__課題内容__. 膵胆管合流異常の発生についての文章のうち、「胆道専門医講座(5)先天性胆道拡張症・膵胆管合流異常」で始まり「拡張型膵胆管合流異常となる.」まで続く部分を、「再開通」を「再疎通」に置き換えて更新してください。

胆道専門医講座(5)先天性胆道拡張症・膵胆管合流異常
第2回 発生
  • 安藤 久實
    2011 年 25 巻 2 号 p. 239-244
    発行日: 2011年
    公開日: 2011/08/12
    ジャーナル フリー
    要旨:胆管,膵および十二指腸の発生や,膵胆管合流異常の形態的特徴を基にして膵胆管合流異常の発生を推論した.十二指腸の発生段階における再開通時において,胆管は十二指腸との間において2カ所と交通し,この2本の導管周辺は十二指腸閉鎖や狭窄の好発部位となっている.これと同様に,胆管と主膵管ならびに膵管分枝との間に癒合が生じると,胆管と膵管とは2カ所で交通することになる.この2カ所の間の胆管が再開通しなかった場合には,胆管は離断された状態となり,主膵管ならびに膵管分枝は閉鎖した胆管断端にそれぞれ開口し,膵胆管合流異常となる.他方,主膵管のみの癒合で空胞化が不十分となった場合には,胆管は狭窄して主膵管は狭窄部近傍に開口し,胆管の拡張程度の少ない膵胆管合流異常となる.他方,胆管と主膵管との癒合は生じたものの,胆管の再開通に障害をもたらさなかった場合には,胆管非拡張型膵胆管合流異常となる.

__表示データ__.
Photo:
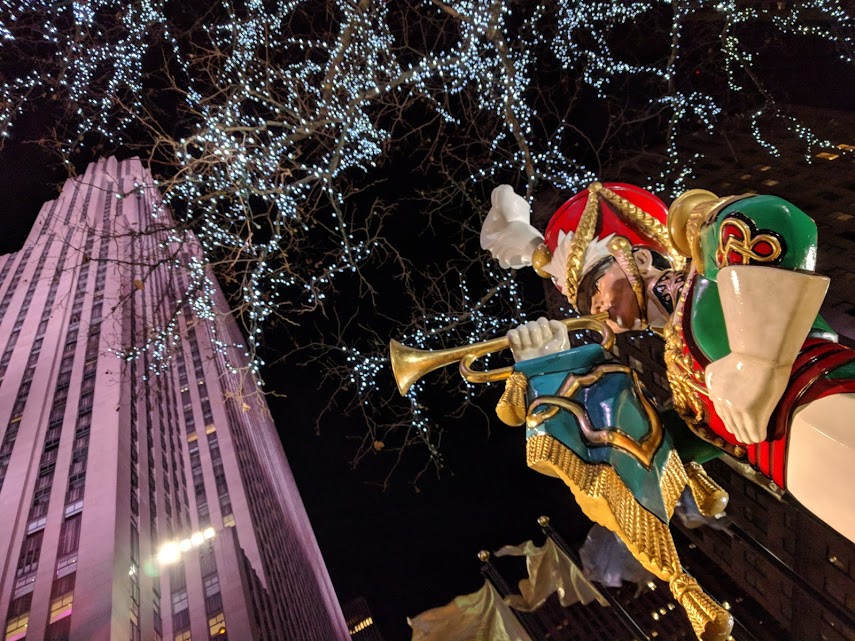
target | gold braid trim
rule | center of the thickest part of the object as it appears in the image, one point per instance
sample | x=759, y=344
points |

__出力結果__.
胆道専門医講座(5)先天性胆道拡張症・膵胆管合流異常
第2回 発生
  • 安藤 久實
    2011 年 25 巻 2 号 p. 239-244
    発行日: 2011年
    公開日: 2011/08/12
    ジャーナル フリー
    要旨:胆管,膵および十二指腸の発生や,膵胆管合流異常の形態的特徴を基にして膵胆管合流異常の発生を推論した.十二指腸の発生段階における再疎通時において,胆管は十二指腸との間において2カ所と交通し,この2本の導管周辺は十二指腸閉鎖や狭窄の好発部位となっている.これと同様に,胆管と主膵管ならびに膵管分枝との間に癒合が生じると,胆管と膵管とは2カ所で交通することになる.この2カ所の間の胆管が再疎通しなかった場合には,胆管は離断された状態となり,主膵管ならびに膵管分枝は閉鎖した胆管断端にそれぞれ開口し,膵胆管合流異常となる.他方,主膵管のみの癒合で空胞化が不十分となった場合には,胆管は狭窄して主膵管は狭窄部近傍に開口し,胆管の拡張程度の少ない膵胆管合流異常となる.他方,胆管と主膵管との癒合は生じたものの,胆管の再疎通に障害をもたらさなかった場合には,胆管非拡張型膵胆管合流異常となる.